Einde inhoudsopgave
Aanwijzing wet politiegegevens en de rol van de officier van justitie (2018A004)
14.1 Verstrekking binnen de EU (art. 17 lid 4 Wpg en art. 5:2 lid 1 Bpg)
Geldend
Geldend vanaf 01-07-2018
- Redactionele toelichting
De datum van afkondiging is de datum van de Staatscourant.
- Bronpublicatie:
29-06-2018, Stcrt. 2018, 36060 (uitgifte: 29-06-2018, regelingnummer: 2018A004)
- Inwerkingtreding
01-07-2018
- Bronpublicatie inwerkingtreding:
29-06-2018, Stcrt. 2018, 36060 (uitgifte: 29-06-2018, regelingnummer: 2018A004)
- Vakgebied(en)
Strafprocesrecht / Bijzondere onderwerpen
Strafprocesrecht / Voorfase
Privacy / Verwerking persoonsgegevens
Binnen de Europese Unie wordt aan personen en instanties belast met de voorkoming en opsporing van strafbare feiten op gelijke voet politiegegevens verstrekt zoals aan Nederlandse politieambtenaren politiegegevens ter beschikking worden gesteld1.. Aan deze verplichting hoeft niet te worden voldaan, of deze kan aan beperkende voorwaarden worden onderworpen, indien deze verstrekking:
- a)
een geval betreft als bedoeld in art. 2:13 Bpg (zie paragraaf 12);
- b)
essentiële nationale veiligheidsbelangen zouden schaden;
- c)
het welslagen van een lopend onderzoek of een verwerking, bedoeld in art. 10 lid 1, onder a Wpg of de veiligheid van personen in gevaar zou brengen;
- d)
duidelijk disproportioneel of irrelevant zou zijn met het oog op de doelen waarvoor om verstrekking van de gegevens is verzocht;
- e)

AANGELEVERDE LIJST.

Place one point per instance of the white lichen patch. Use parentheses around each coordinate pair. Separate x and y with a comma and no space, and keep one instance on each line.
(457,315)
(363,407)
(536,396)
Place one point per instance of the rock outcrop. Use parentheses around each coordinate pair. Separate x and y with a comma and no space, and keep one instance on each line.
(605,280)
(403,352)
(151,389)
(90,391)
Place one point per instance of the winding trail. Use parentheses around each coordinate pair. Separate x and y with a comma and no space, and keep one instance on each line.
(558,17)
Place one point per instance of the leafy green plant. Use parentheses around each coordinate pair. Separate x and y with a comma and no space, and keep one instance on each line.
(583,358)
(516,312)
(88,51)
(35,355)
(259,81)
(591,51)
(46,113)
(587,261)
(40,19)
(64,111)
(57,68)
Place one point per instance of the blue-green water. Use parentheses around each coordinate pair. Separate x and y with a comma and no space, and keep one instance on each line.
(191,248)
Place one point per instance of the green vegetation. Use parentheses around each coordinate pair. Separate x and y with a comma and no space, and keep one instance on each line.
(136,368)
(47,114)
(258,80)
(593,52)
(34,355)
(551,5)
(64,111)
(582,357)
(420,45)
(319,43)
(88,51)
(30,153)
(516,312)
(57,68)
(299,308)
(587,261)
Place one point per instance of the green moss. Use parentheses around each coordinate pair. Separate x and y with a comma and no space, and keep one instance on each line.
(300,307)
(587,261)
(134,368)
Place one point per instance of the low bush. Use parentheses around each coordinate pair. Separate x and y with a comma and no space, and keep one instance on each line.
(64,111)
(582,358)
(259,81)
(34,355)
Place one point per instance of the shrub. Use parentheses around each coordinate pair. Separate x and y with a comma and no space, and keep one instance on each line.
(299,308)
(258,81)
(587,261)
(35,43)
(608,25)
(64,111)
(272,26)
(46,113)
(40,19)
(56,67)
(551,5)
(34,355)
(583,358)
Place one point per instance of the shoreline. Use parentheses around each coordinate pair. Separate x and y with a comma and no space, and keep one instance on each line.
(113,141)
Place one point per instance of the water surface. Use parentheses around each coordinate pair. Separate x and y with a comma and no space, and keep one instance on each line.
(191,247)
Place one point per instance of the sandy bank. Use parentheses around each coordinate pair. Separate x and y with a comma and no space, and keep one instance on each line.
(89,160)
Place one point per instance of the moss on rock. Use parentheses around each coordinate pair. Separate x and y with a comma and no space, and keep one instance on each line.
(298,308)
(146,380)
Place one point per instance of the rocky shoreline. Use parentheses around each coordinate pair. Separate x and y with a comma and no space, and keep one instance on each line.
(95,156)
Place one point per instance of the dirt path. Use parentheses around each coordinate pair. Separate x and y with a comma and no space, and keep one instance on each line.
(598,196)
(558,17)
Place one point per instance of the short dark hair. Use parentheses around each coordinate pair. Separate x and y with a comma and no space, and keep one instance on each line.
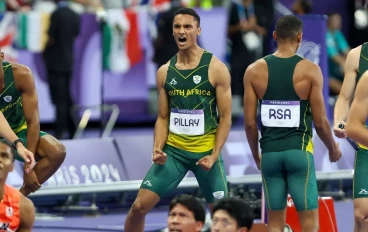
(306,6)
(238,209)
(193,204)
(12,149)
(189,11)
(287,27)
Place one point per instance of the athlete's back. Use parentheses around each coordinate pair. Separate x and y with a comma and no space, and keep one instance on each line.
(10,209)
(285,114)
(11,102)
(290,90)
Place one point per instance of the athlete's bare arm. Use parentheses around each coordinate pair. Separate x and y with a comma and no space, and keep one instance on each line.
(316,100)
(27,214)
(347,91)
(161,126)
(25,84)
(5,130)
(221,78)
(355,127)
(250,110)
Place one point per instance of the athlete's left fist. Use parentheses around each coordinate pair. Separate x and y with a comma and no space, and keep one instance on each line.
(206,162)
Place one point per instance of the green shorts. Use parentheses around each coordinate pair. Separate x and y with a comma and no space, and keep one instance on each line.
(360,179)
(289,171)
(162,179)
(23,135)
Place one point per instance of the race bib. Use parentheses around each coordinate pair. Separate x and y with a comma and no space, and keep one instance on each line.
(280,113)
(187,122)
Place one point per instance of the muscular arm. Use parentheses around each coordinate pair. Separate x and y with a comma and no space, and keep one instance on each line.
(25,83)
(316,100)
(27,214)
(355,127)
(161,126)
(5,130)
(250,111)
(223,97)
(347,91)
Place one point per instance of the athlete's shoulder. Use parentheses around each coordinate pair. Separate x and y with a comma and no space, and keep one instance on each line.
(217,64)
(21,70)
(364,79)
(218,70)
(162,70)
(256,67)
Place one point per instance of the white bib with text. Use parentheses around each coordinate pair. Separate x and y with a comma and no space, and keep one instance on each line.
(280,113)
(187,122)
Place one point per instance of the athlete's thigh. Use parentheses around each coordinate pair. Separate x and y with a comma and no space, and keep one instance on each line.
(274,180)
(213,183)
(46,143)
(360,180)
(162,179)
(301,179)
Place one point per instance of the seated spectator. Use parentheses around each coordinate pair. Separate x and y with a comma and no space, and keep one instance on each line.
(232,215)
(337,50)
(186,214)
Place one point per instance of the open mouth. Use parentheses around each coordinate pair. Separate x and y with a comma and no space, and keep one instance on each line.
(182,40)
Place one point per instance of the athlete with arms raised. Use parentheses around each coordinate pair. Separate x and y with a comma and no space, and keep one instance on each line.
(355,65)
(195,101)
(289,89)
(19,105)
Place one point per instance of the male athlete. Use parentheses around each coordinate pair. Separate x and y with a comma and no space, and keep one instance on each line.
(17,212)
(19,105)
(195,102)
(289,89)
(355,65)
(7,133)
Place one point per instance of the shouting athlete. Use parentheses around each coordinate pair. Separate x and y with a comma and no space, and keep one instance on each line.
(289,89)
(17,212)
(195,102)
(19,105)
(355,65)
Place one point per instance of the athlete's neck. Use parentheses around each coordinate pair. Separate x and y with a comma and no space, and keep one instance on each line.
(190,55)
(285,50)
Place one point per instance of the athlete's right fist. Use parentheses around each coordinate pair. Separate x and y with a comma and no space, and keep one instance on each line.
(159,157)
(335,155)
(339,130)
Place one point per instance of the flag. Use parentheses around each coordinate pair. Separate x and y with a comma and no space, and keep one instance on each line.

OPDRACHTEN.
[1] Schrijf het deel van het bronfragment woord voor woord over dat begint met de woorden "14.1 Verstrekking binnen" en eindigt met "- Vakgebied(en)".
[2] Vat het bronfragment over verstrekking van politiegegevens binnen de EU samen in twee zinnen.

UITGEWERKTE ANTWOORDEN.
[1]
14.1 Verstrekking binnen de EU (art. 17 lid 4 Wpg en art. 5:2 lid 1 Bpg)
Geldend
Geldend vanaf 01-07-2018
- Redactionele toelichting
De datum van afkondiging is de datum van de Staatscourant.
- Bronpublicatie:
29-06-2018, Stcrt. 2018, 36060 (uitgifte: 29-06-2018, regelingnummer: 2018A004)
- Inwerkingtreding
01-07-2018
- Bronpublicatie inwerkingtreding:
29-06-2018, Stcrt. 2018, 36060 (uitgifte: 29-06-2018, regelingnummer: 2018A004)
- Vakgebied(en)

[2] Volgens paragraaf 14.1 van de Aanwijzing wet politiegegevens, geldend vanaf 1 juli 2018, worden binnen de Europese Unie politiegegevens op gelijke voet verstrekt aan personen en instanties belast met de voorkoming en opsporing van strafbare feiten als aan Nederlandse politieambtenaren. Aan die verplichting hoeft niet te worden voldaan, of er kunnen beperkende voorwaarden aan worden verbonden, als de verstrekking onder meer essentiële nationale veiligheidsbelangen zou schaden, een lopend onderzoek of de veiligheid van personen in gevaar zou brengen of duidelijk disproportioneel of irrelevant zou zijn.